>> start
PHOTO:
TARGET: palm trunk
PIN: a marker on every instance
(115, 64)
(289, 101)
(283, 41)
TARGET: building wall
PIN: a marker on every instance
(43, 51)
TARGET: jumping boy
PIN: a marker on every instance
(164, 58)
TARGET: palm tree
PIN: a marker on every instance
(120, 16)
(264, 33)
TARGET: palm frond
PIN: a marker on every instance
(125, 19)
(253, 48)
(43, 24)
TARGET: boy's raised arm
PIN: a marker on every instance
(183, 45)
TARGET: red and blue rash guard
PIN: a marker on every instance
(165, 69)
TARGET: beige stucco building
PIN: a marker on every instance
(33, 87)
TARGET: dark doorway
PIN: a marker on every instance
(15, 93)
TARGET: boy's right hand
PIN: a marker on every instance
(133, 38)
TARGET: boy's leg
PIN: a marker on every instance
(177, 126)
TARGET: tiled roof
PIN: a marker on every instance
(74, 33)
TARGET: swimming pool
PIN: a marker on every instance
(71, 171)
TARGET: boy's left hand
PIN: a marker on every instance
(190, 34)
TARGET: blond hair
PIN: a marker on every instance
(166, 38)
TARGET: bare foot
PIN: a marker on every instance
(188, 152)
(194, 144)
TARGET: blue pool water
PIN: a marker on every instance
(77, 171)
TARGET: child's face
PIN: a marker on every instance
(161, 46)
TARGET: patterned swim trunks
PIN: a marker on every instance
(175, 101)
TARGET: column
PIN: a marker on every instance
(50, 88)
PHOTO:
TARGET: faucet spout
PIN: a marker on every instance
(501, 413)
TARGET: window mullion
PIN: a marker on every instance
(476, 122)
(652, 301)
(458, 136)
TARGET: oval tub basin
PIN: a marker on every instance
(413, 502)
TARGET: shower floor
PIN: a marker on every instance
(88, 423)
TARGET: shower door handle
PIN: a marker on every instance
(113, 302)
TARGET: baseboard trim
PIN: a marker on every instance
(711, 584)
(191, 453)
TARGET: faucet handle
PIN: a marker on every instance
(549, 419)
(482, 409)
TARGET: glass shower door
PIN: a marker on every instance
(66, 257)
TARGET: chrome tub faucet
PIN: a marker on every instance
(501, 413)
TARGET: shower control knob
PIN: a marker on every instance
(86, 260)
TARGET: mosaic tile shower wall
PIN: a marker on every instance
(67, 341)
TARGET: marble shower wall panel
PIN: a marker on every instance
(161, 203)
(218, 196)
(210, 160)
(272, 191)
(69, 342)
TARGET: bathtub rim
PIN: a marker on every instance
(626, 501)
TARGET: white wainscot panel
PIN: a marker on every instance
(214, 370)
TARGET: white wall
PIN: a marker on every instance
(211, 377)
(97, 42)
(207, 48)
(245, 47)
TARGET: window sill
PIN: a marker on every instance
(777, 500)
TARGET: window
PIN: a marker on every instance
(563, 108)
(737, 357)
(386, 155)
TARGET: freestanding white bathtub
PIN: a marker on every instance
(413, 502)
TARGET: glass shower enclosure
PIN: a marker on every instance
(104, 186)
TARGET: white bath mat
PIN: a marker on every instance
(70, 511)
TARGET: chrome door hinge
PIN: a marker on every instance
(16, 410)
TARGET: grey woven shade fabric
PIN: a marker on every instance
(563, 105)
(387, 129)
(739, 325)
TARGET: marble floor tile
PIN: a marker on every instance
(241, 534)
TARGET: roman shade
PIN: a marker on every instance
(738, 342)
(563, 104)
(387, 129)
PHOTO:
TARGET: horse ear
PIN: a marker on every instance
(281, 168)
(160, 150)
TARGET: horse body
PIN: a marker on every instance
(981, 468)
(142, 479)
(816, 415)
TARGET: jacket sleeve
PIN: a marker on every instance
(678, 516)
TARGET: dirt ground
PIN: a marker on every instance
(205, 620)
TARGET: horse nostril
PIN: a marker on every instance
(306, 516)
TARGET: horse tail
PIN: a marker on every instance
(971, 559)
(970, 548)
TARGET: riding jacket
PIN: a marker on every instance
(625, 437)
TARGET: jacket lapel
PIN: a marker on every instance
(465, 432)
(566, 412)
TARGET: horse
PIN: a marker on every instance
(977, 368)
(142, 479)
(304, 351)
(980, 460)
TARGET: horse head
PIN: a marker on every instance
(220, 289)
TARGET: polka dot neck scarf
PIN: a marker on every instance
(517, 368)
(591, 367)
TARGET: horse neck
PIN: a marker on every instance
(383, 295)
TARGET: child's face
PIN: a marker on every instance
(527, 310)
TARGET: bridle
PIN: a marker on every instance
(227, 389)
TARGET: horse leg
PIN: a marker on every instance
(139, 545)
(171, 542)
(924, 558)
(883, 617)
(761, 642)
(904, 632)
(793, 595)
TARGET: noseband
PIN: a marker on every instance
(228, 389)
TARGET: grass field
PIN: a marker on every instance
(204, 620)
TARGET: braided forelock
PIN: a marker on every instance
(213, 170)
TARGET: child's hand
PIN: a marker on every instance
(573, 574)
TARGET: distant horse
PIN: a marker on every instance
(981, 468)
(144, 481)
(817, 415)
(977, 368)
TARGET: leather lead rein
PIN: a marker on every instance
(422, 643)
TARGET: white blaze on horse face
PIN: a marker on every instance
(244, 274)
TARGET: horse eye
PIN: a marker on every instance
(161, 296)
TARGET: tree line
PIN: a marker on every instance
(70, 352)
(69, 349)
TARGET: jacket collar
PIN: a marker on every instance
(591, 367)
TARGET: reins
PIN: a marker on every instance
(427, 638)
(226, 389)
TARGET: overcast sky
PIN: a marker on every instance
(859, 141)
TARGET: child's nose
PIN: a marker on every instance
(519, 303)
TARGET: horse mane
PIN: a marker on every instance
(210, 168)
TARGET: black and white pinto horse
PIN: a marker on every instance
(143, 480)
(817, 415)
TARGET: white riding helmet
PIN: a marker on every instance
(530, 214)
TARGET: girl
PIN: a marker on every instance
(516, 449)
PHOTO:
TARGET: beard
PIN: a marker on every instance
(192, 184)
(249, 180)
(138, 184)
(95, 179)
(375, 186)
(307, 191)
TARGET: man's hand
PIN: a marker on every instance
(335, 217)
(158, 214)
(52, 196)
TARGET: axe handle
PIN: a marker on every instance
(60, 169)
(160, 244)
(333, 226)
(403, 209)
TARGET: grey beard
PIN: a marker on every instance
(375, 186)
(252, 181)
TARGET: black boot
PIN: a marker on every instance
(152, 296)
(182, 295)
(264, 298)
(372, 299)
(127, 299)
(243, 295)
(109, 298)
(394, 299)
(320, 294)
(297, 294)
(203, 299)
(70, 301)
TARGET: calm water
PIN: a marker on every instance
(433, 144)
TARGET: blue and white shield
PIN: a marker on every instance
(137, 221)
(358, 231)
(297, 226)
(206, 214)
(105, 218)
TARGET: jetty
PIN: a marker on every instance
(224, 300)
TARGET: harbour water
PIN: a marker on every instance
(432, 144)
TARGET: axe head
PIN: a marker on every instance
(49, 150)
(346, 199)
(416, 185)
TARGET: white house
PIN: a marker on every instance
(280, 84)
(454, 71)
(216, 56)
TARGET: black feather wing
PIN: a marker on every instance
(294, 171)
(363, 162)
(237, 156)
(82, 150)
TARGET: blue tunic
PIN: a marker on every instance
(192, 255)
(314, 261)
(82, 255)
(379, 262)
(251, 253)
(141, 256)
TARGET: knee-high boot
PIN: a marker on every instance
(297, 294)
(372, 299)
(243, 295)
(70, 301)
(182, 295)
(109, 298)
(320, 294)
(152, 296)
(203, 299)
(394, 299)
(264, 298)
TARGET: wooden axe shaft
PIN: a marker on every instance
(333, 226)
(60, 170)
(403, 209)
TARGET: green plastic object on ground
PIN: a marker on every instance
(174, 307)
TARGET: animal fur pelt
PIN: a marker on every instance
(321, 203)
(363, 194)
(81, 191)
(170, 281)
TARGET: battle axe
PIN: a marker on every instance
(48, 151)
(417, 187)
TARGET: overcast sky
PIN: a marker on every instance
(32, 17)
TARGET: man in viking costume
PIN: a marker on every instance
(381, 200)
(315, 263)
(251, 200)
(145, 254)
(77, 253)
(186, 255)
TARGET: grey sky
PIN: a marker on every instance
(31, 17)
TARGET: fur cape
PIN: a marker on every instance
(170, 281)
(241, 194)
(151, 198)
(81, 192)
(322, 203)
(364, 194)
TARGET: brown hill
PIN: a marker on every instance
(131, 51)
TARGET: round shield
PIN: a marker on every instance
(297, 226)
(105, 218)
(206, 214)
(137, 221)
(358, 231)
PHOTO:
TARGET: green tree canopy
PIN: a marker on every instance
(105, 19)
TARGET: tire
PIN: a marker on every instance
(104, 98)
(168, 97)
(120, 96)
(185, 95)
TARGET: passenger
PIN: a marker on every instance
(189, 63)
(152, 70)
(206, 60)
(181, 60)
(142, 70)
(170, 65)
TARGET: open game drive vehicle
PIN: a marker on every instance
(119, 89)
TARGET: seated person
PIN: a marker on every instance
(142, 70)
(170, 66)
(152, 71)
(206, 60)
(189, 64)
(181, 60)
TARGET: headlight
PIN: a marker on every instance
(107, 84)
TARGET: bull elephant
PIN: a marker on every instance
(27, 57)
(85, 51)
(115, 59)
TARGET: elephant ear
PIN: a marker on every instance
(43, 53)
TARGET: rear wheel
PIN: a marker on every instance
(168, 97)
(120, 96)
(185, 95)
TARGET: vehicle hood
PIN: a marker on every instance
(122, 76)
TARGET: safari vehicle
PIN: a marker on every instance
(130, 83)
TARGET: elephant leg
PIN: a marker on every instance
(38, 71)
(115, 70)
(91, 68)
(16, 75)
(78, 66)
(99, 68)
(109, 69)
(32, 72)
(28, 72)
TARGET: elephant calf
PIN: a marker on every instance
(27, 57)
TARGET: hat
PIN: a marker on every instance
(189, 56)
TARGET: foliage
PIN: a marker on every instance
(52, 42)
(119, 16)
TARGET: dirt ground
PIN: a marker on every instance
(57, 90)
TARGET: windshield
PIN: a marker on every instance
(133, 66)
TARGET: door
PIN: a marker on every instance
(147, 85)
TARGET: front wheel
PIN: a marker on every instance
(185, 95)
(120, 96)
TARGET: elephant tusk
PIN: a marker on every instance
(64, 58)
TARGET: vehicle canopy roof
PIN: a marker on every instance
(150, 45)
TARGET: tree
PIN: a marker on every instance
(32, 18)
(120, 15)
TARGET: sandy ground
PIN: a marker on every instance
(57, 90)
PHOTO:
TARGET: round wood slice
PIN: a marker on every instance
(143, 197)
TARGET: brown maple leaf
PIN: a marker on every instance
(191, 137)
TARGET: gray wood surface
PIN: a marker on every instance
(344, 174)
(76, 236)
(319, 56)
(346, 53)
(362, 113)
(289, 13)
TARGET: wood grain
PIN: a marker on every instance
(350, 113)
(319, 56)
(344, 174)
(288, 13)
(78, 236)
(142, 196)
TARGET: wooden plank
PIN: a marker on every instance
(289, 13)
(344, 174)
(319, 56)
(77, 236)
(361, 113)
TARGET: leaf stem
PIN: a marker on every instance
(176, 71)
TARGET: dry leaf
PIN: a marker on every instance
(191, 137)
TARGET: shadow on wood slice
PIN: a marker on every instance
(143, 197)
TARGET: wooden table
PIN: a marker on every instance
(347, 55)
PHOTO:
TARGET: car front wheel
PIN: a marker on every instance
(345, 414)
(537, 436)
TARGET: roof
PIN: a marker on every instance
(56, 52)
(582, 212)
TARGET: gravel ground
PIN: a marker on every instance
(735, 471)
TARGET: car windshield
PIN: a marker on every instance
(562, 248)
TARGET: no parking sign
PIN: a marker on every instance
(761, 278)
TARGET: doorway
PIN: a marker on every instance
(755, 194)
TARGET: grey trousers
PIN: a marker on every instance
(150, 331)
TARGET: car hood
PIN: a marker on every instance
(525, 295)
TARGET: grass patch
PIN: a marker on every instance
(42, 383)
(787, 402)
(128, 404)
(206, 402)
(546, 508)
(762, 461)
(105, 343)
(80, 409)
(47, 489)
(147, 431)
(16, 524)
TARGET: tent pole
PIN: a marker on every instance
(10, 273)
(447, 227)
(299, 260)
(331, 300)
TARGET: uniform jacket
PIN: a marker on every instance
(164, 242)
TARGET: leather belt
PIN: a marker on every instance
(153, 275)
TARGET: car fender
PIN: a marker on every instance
>> end
■ **WHAT YOU WILL DO**:
The line containing "TARGET: gravel ground" marks the start; retype it and each line after it through the end of the records above, exactly.

■ **RESPONSE TO THIS TASK**:
TARGET: gravel ground
PIN: a marker on every instance
(735, 471)
TARGET: car windshield
PIN: a marker on every instance
(562, 248)
TARGET: no parking sign
PIN: a marker on every instance
(761, 278)
TARGET: doorway
PIN: a marker on every instance
(755, 194)
TARGET: grey trousers
PIN: a marker on every instance
(150, 331)
TARGET: car hood
PIN: a marker on every instance
(525, 295)
TARGET: grass patch
PIN: a marker on every instance
(42, 383)
(787, 402)
(128, 404)
(206, 402)
(546, 508)
(762, 461)
(105, 343)
(80, 409)
(47, 489)
(147, 431)
(16, 524)
TARGET: tent pole
PIN: a marker on every instance
(10, 273)
(447, 227)
(299, 260)
(331, 300)
TARGET: uniform jacket
PIN: a marker on every instance
(164, 242)
TARGET: leather belt
PIN: a marker on every instance
(153, 275)
TARGET: car fender
PIN: a marker on every instance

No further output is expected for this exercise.